# Your tasks
[1] From the conference report below, list every method the text says has been used to treat gait problems in Parkinson's disease.
[2] Echo the conference report below word for word, from "Conference: 10th Annual" up to and including "neuromodulation in Canada.".

Provided passage Start Marker

Conference: 10th Annual Canadian Neuromodulation Society (CNS) Meeting, February 4-6, Whistler, British Columbia, Canada.
Conference Highlight: The 10th Annual CNS Meeting showcased impactful national and international research, in an effort to increase the awareness and availability of neuromodulation in Canada.
Conference Summary: The 2018 CNS Meeting provided an update on current national and international research with respect to neuromodulation. Of the invited speakers, Dr. Terry Coyne gave a particularly interesting talk about “Neuromodulation for GAIT”. Dr. Coyne is an Associate Professor and lead neurosurgeon at the Asia-Pacific Centre for Neuromodulation, a division of the University of Queensland, Australia. His current research includes participation in randomized trials of deep brain stimulation (DBS) for obsessive-compulsive disorder and anorexia nervosa.
His talk at CNS was focused on the treatment of gait disorders in Parkinson’s disease (PD). Spinal cord stimulation, non-invasive brain stimulation, motor cortex stimulation and DBS have all been used to treat PD gait disturbance. Dr. Coyne’s group has a particular interest in pedunculopontine nucleus (PPN) DBS for PD patients with dopamine resistant gait freezing and falling and has demonstrated that PPN-DBS can be effective at improving the quality of life of such patients.
In addition to the research presented by Dr. Coyne, there has been recent interest in the stimulation of another brain structure—the substantia nigra pars reticulata (SNr) —for the treatment of PD gait disturbances. Because it is a novel DBS target, little is known about the optimal stimulation settings for achieving clinical benefit in the SNr. This is of particular interest because a recent publication from the Toronto Western Hospital described the response properties of SNr neurons to electrical stimulation at different stimulation parameters, and demonstrated that electrical stimulation of the SNr can enhance synaptic plasticity. Such findings may be able to shed light on the complex mechanisms of action of DBS, and optimization of stimulation parameters for the most effective treatment of PD gait disturbances.

Provided passage End Marker
Data section Start Marker

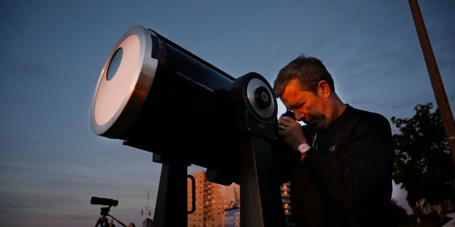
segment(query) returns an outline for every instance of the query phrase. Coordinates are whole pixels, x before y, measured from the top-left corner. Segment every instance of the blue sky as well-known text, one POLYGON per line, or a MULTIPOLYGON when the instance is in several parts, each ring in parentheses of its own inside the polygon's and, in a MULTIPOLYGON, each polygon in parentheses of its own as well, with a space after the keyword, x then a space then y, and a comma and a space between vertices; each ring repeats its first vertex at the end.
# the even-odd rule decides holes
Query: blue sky
MULTIPOLYGON (((419 4, 453 112, 455 1, 419 4)), ((90 126, 100 72, 136 24, 234 77, 272 84, 303 53, 353 106, 390 119, 436 106, 407 1, 6 0, 0 17, 0 226, 95 225, 92 196, 118 199, 110 214, 138 225, 148 190, 153 216, 161 164, 90 126)))

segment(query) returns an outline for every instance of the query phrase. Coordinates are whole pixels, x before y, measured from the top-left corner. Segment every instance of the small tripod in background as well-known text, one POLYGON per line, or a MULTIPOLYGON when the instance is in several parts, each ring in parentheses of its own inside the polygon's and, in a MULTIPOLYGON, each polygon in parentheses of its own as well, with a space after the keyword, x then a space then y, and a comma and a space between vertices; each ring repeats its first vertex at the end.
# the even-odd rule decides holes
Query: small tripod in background
POLYGON ((109 206, 107 207, 101 208, 101 212, 100 212, 100 214, 101 214, 101 216, 98 218, 98 220, 97 220, 97 223, 96 224, 95 224, 95 227, 97 227, 97 226, 109 227, 109 222, 107 216, 109 216, 112 218, 112 219, 115 220, 120 225, 123 226, 124 227, 127 227, 127 226, 125 226, 123 223, 122 223, 122 221, 117 220, 116 218, 109 214, 109 211, 110 211, 111 206, 116 206, 118 204, 119 204, 118 200, 114 200, 112 199, 92 197, 92 199, 90 200, 90 204, 109 206))

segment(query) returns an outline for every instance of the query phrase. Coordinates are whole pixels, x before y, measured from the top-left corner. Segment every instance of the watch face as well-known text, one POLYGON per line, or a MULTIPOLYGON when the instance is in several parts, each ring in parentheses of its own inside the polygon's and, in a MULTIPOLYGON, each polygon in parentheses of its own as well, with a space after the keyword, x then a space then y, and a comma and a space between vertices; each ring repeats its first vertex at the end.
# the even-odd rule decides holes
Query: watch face
POLYGON ((310 150, 310 146, 306 143, 302 143, 299 145, 299 151, 301 153, 307 152, 309 150, 310 150))

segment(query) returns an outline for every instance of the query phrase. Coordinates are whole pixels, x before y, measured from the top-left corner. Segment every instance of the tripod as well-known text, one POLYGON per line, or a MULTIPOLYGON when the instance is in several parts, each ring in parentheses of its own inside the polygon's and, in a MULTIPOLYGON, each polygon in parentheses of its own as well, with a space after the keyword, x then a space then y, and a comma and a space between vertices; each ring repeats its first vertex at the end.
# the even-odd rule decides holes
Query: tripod
POLYGON ((117 220, 116 218, 114 218, 112 215, 109 214, 109 211, 110 211, 110 208, 111 208, 110 206, 107 206, 107 207, 102 207, 101 208, 101 212, 100 212, 100 214, 101 214, 101 216, 97 221, 96 224, 95 224, 95 227, 97 227, 97 226, 100 226, 100 227, 109 227, 109 223, 107 221, 107 218, 106 216, 109 216, 109 217, 112 218, 112 219, 115 220, 120 225, 123 226, 124 227, 127 227, 127 226, 125 226, 124 223, 122 223, 122 221, 117 220))

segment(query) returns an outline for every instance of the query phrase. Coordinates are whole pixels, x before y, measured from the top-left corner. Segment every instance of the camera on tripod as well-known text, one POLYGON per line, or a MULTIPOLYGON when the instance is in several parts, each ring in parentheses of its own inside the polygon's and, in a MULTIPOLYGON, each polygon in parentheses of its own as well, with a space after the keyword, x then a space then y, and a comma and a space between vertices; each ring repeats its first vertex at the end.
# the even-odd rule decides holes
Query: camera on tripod
POLYGON ((95 224, 95 227, 107 227, 109 226, 109 222, 107 216, 109 216, 112 218, 112 219, 115 220, 117 223, 119 223, 122 226, 127 227, 122 221, 117 220, 114 216, 109 214, 109 211, 110 211, 111 206, 117 206, 119 204, 119 201, 112 199, 107 199, 107 198, 100 198, 96 196, 92 196, 90 199, 90 204, 92 205, 102 205, 102 206, 109 206, 107 207, 102 207, 101 216, 97 220, 97 223, 95 224))

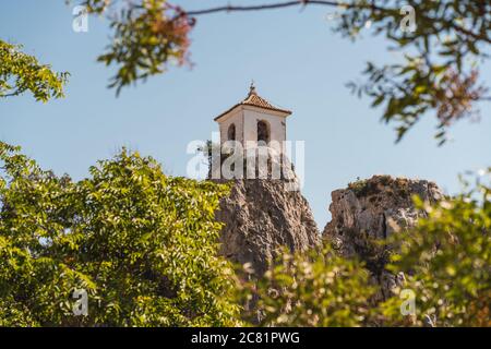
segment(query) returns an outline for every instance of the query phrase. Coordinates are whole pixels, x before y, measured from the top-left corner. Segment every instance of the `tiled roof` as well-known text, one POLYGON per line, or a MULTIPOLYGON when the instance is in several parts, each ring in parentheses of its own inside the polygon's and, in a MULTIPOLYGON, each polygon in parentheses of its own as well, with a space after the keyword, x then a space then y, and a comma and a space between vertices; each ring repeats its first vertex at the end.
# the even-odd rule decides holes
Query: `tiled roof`
POLYGON ((291 113, 290 110, 276 107, 276 106, 272 105, 271 103, 268 103, 263 97, 259 96, 258 93, 255 92, 254 85, 252 84, 251 85, 251 89, 249 91, 249 95, 246 97, 246 99, 243 99, 242 101, 238 103, 237 105, 235 105, 233 107, 231 107, 227 111, 220 113, 218 117, 215 118, 215 121, 218 120, 219 118, 221 118, 223 116, 229 113, 232 109, 237 108, 238 106, 253 106, 253 107, 259 107, 259 108, 263 108, 263 109, 285 112, 287 115, 291 113))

Data section End Marker

# Per-task answers
[1]
- Spinal cord stimulation
- Non-invasive brain stimulation
- Motor cortex stimulation
- Deep brain stimulation (DBS)

[2]
Conference: 10th Annual Canadian Neuromodulation Society (CNS) Meeting, February 4-6, Whistler, British Columbia, Canada.
Conference Highlight: The 10th Annual CNS Meeting showcased impactful national and international research, in an effort to increase the awareness and availability of neuromodulation in Canada.